Consigne a:
Répondez aux questions suivantes sur l'article consacré à la candidature de l'ancien président Aziz :
(i) D'où Mohamed Abdel Aziz a-t-il annoncé sa candidature aux prochaines présidentielles ?
(ii) Selon Lo Gourmo, combien de fois l'article 28 rend-il le président de la République rééligible ?
(iii) Quelle négation Bechir Fall relève-t-il comme absente de l'article ?

------------------------

Mauritanie – L’ancien président Aziz pourrait-il se présenter aux présidentielles ?

Le Quotidien de Nouakchott Depuis sa prison l’ancien président Mohamed Abdel Aziz a annoncé sa candidature aux prochaines présidentielles, le débat autour de l’article 28 de la Constitution mauritanienne fait rage.

L’argument ou l’argutie juridique utilisé par les soutiens de l’ancien président Mohamed Abdel Aziz pour justifier sa capacité à briguer un troisième mandat, pourrait se retourner contre eux plus tard comme un Boomerang.

Cette interprétation pose un précédent potentiellement exploitable par tout président en exercice désireux de contourner la limite des mandats en démissionnant juste avant la fin de son second mandat pour se représenter.

Les juristes Lo Gourmo Abdoul et Bechir Fall présentent des points de vue divergents mais essentiels dans cette discussion. Selon Lo Gourmo, vice-président de l’UFP et professeur, l’article 28 stipule clairement que le président de la République est rééligible une seule fois, ce qui rendrait Aziz inéligible pour un nouveau mandat. Toutefois, Bechir Fall, autre juriste, conteste cette interprétation, soulignant l’absence de la négation « Nul » dans l’article, ce qui, selon lui, limite l’application de cette règle uniquement au président en exercice.

------------------------

Consigne b: Repérez puis recopiez chaque ligne des entrées où figure la chaîne « pink ».

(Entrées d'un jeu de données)

------------------------

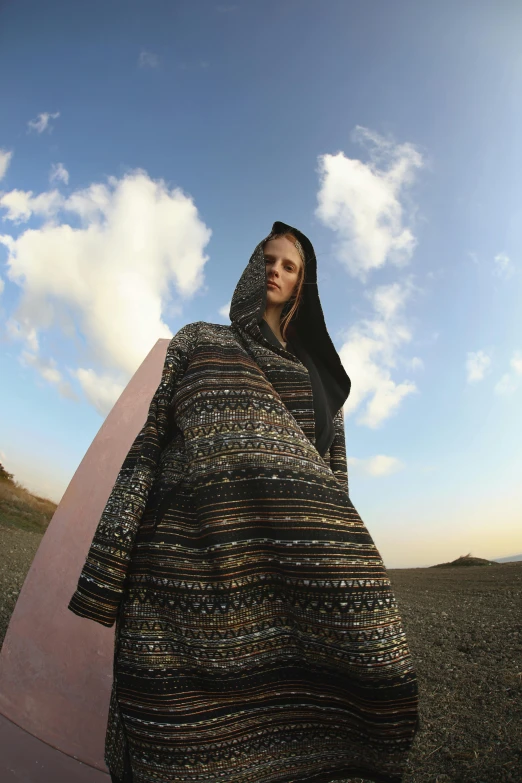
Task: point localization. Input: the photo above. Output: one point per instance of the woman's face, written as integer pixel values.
(283, 265)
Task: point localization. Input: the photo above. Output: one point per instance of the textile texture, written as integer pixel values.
(257, 636)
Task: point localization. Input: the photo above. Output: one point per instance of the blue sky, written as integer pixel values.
(146, 148)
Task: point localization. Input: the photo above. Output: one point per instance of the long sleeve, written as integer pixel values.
(100, 585)
(338, 460)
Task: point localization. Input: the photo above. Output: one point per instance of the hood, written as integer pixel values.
(307, 329)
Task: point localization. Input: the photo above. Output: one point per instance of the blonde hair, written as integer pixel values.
(296, 297)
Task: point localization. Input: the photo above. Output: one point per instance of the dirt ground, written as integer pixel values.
(464, 627)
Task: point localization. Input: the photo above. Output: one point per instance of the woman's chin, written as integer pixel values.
(273, 296)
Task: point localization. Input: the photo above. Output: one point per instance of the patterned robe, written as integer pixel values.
(257, 636)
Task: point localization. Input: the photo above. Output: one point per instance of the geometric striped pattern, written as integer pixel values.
(257, 636)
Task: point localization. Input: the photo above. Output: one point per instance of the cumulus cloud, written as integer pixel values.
(364, 203)
(370, 353)
(380, 465)
(42, 122)
(46, 366)
(5, 160)
(135, 251)
(477, 364)
(503, 266)
(225, 310)
(59, 173)
(148, 59)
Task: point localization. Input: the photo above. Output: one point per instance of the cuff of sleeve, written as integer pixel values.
(93, 608)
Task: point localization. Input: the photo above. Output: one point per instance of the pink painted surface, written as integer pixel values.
(56, 667)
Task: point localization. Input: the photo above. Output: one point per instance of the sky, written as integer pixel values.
(147, 147)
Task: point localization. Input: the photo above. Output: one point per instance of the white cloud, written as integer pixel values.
(21, 204)
(59, 173)
(380, 465)
(362, 203)
(369, 353)
(477, 363)
(41, 123)
(49, 372)
(504, 267)
(106, 284)
(148, 59)
(225, 310)
(5, 160)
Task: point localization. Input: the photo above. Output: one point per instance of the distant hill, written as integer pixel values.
(20, 509)
(466, 560)
(510, 559)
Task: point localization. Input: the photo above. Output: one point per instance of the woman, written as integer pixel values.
(257, 636)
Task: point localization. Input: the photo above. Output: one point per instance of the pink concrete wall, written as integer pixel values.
(55, 667)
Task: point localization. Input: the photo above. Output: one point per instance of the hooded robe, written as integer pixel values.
(257, 637)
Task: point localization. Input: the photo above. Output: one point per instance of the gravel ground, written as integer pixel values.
(464, 627)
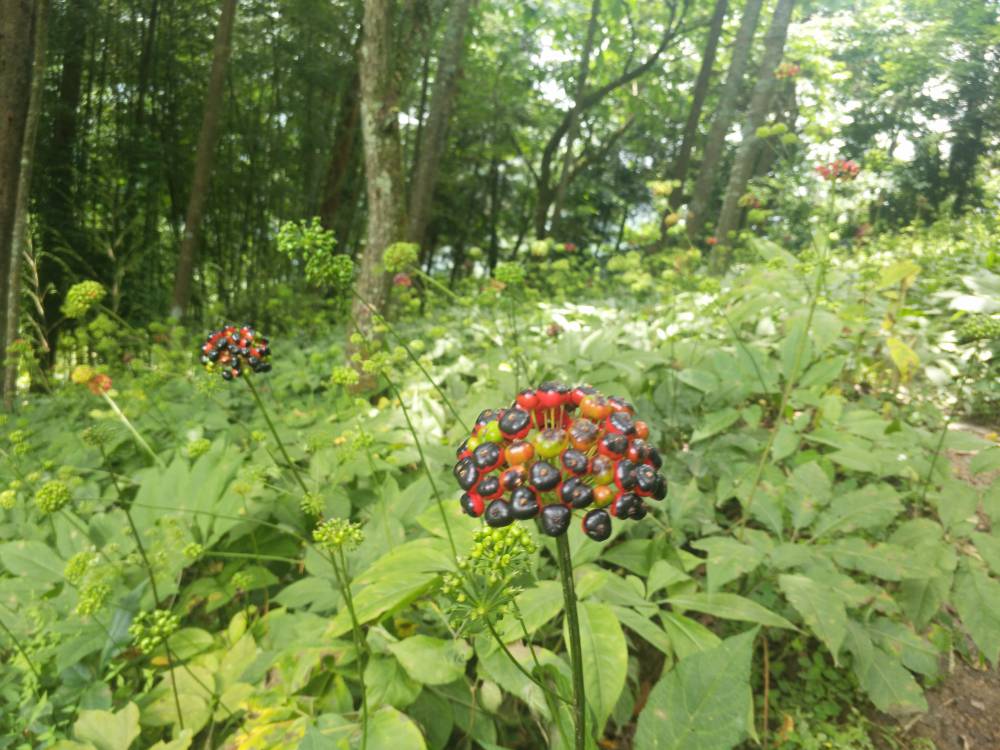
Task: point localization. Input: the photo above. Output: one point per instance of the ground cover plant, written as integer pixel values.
(405, 375)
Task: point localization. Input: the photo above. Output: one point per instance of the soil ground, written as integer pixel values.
(964, 710)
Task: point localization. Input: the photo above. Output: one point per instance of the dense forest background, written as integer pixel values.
(769, 227)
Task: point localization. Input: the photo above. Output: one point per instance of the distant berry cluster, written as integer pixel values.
(839, 169)
(558, 449)
(230, 349)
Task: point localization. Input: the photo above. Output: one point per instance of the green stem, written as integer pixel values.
(19, 647)
(576, 653)
(423, 462)
(343, 580)
(152, 583)
(281, 446)
(135, 433)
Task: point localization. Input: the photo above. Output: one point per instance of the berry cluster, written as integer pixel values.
(839, 169)
(230, 347)
(979, 328)
(555, 450)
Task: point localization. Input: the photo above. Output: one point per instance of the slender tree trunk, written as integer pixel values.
(20, 229)
(682, 162)
(383, 160)
(431, 145)
(760, 102)
(15, 86)
(559, 197)
(203, 160)
(344, 136)
(725, 112)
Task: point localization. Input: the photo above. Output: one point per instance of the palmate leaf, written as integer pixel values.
(821, 609)
(704, 703)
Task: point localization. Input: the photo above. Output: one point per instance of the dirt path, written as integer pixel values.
(964, 710)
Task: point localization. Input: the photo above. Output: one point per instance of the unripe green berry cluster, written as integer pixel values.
(978, 328)
(337, 533)
(81, 297)
(150, 629)
(52, 496)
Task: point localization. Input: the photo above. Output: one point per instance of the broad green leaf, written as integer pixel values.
(390, 729)
(889, 685)
(605, 657)
(537, 606)
(704, 703)
(903, 270)
(432, 661)
(916, 653)
(905, 359)
(890, 562)
(32, 560)
(727, 560)
(106, 730)
(645, 627)
(687, 636)
(988, 547)
(714, 423)
(871, 507)
(820, 607)
(976, 596)
(389, 684)
(729, 607)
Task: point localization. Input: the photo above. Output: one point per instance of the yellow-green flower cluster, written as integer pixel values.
(338, 533)
(52, 496)
(150, 629)
(81, 297)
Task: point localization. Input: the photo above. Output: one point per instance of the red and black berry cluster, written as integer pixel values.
(230, 349)
(555, 450)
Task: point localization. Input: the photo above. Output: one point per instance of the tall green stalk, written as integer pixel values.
(340, 569)
(576, 653)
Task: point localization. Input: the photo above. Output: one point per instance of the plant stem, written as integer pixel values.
(281, 446)
(573, 622)
(343, 580)
(135, 433)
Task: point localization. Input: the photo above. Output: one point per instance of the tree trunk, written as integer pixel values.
(546, 190)
(203, 161)
(15, 86)
(559, 198)
(344, 135)
(20, 229)
(431, 145)
(760, 102)
(682, 162)
(383, 160)
(715, 141)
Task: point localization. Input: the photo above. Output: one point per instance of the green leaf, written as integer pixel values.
(889, 685)
(821, 609)
(605, 657)
(390, 729)
(729, 607)
(537, 605)
(687, 636)
(106, 730)
(432, 661)
(976, 596)
(714, 423)
(32, 560)
(728, 559)
(704, 703)
(871, 507)
(645, 627)
(890, 562)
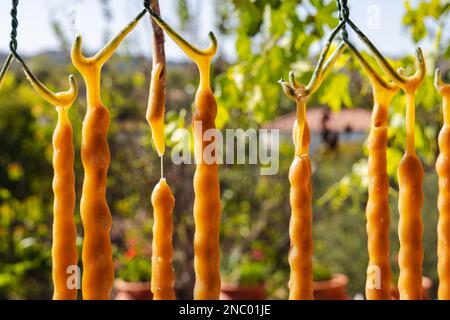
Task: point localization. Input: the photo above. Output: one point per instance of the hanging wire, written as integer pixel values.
(343, 13)
(13, 46)
(9, 59)
(60, 99)
(398, 77)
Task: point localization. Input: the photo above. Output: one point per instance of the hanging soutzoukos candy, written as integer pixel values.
(410, 175)
(64, 247)
(410, 179)
(378, 282)
(443, 171)
(163, 201)
(207, 206)
(98, 268)
(300, 227)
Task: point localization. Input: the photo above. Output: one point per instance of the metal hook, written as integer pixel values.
(196, 54)
(62, 99)
(404, 82)
(297, 91)
(5, 69)
(371, 73)
(81, 62)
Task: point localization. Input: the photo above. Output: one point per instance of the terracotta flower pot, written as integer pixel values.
(333, 289)
(237, 292)
(132, 290)
(426, 288)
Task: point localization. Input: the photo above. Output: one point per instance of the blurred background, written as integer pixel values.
(261, 41)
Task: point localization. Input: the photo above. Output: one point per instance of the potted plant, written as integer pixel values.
(327, 285)
(133, 272)
(244, 277)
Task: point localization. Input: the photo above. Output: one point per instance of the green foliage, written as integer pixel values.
(321, 273)
(136, 269)
(245, 270)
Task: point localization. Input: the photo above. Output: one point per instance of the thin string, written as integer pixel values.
(344, 14)
(14, 26)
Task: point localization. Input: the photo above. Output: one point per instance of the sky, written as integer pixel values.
(379, 19)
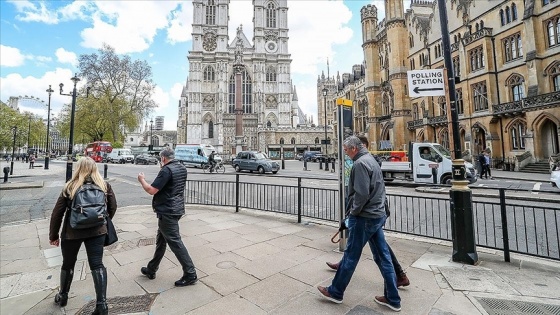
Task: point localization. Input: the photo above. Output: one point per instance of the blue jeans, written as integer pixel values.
(361, 231)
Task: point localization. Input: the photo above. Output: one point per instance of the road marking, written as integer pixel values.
(537, 186)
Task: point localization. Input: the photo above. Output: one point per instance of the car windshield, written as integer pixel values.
(443, 151)
(260, 156)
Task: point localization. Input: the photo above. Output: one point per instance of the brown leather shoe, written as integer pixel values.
(402, 280)
(333, 266)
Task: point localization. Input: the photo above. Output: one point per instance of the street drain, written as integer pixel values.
(146, 241)
(123, 304)
(512, 307)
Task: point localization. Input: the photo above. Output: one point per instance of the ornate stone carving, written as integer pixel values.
(209, 40)
(270, 36)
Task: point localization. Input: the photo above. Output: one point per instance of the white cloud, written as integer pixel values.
(35, 12)
(15, 85)
(128, 26)
(11, 57)
(180, 28)
(65, 56)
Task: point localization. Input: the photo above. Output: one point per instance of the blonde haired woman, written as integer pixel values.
(71, 239)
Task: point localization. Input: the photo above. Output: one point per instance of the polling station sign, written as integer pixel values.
(426, 83)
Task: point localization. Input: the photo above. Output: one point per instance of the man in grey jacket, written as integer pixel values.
(366, 195)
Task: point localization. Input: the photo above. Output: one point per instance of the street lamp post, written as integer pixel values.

------------------------

Réponse attendue a:
(i) Depuis sa prison.
(ii) Une seule fois.
(iii) La négation « Nul ».

Réponse attendue b:
Task: point localization. Input: the photo above. Output: one point per instance of the pink painted surface, written as integer pixel values.
Task: point localization. Input: the photo above. Output: one point per instance of the pink concrete wall, written as integer pixel values.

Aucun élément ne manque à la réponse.